▶ Problem description: What is needed is a word-for-word copy of all the entries, minus the pictures.

[Start of section]

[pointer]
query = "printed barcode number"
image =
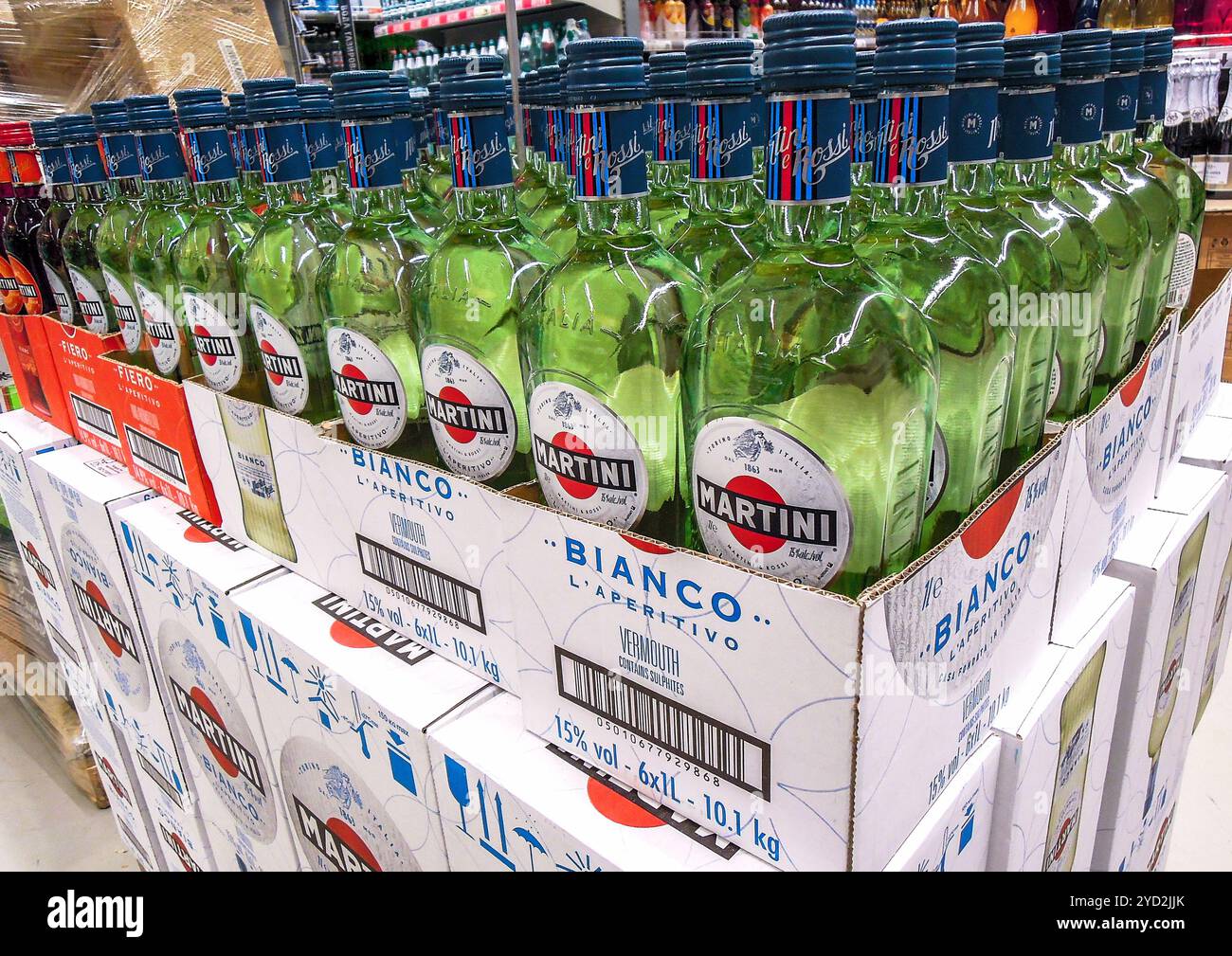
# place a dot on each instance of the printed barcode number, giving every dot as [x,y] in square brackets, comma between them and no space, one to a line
[94,418]
[713,746]
[156,456]
[429,586]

[End of section]

▶ Output for this task:
[pointer]
query = "printed barcode number"
image =
# place a dot on each instance of the printed barcode number, giving every dot as [x,y] in square brackets, comma between them and no space, one to a line
[94,418]
[713,746]
[156,456]
[429,586]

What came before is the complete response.